- [Page extract]:
* Begin *
There is, of course, nothing to see at Port Said from a tourist’s standpoint. The town is little more than a large coaling station, and is of very recent growth. It owes its existence solely to the Suez Canal, and to the fact that the water at that part of the coast is deeper than at Pelusium, where the isthmus is narrowest. The town is built partly on artificial foundations on the strip of low sand-banks which forms a natural sea-wall protecting Lake Menzaleh from the Mediterranean. In the autumn at high Nile it is surrounded on all sides by water. An imaginative writer once called Port Said the Venice of Africa—not a very happy description, as the essentially modern appearance of this coaling station strikes the most unobservant visitor. The comparison might for its inappositeness rank with the proverbial one between Macedon and Monmouth. Both Venice and Port Said are land-locked, and that is the only feature they have in common.

The sandy plains in the vicinity of the town are, however, full of interest to the historian and archÆologist. Here may be found ruins and remains of antiquity which recall a period of civilization reaching back more centuries than Port Said (built in 1859) does years. The ruins of Pelusium (the Sin of the Old Testament), the key of Northeastern Egypt in the Pharaonic period, are only eighteen miles distant, and along the shore may still be traced a few vestiges of the great highway—the oldest road in the world of which remains exist—constructed by Rameses II., in 1350 B. C., when he undertook his expedition for the conquest of Syria.

To come to more recent history. It was on the Pelusiac shores that Cambyses defeated the Egyptians, and here some five centuries later Pompey the Great was treacherously murdered when he fled to Egypt, after the Battle of Pharsalia.
* End *
- [Recorded information]:
* Begin *
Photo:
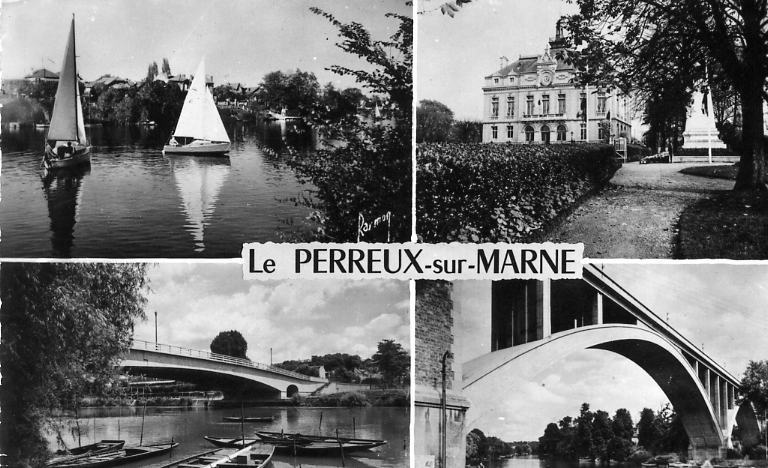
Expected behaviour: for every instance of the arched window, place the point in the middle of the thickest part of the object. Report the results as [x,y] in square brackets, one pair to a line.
* End *
- [Aim 1]: Reproduce word for word everything in the Port Said passage from "To come to more" down to "Battle of Pharsalia.".
- [Aim 2]: In the Port Said passage, how far from the town are the ruins of Pelusium?
- [Aim 3]: Carry the Port Said passage on from its last sentence.

- [Reply 1]:
To come to more recent history. It was on the Pelusiac shores that Cambyses defeated the Egyptians, and here some five centuries later Pompey the Great was treacherously murdered when he fled to Egypt, after the Battle of Pharsalia.

- [Reply 2]: Eighteen miles.

- [Reply 3]:
To the southwest of Port Said, close to the wretched little fishing village of Sais, situated on the southern shore of Lake Menzaleh, are the magnificent ruins of Tanis (the Zoan of the Old Testament). These seldom visited remains are only second to those of Thebes in historical and archÆological interest. It is a little curious that while tourists flock in crowds to distant Thebes and Karnak, few take the trouble to visit the easily accessible ruins of Tanis. The ruins were uncovered at great cost of labor by the late Mariette Bey, and in the great temple were unearthed some of the most notable monuments of the Pharaohs, including over a dozen gigantic fallen obelisks—a larger number than any Theban temple contains. This vast building, restored and enlarged by Rameses II., goes back to over five thousand years. As Thebes declined Tanis rose in importance, and under the kings of the Twenty-first Dynasty it became the chief seat of Government. Mr. John Macgregor (Rob Roy), who was one of the first of modern travellers to call attention to these grand ruins, declares that of all the celebrated remains he had seen none impressed him “so deeply with the sense of fallen and deserted magnificence” as the ruined temple of Tanis.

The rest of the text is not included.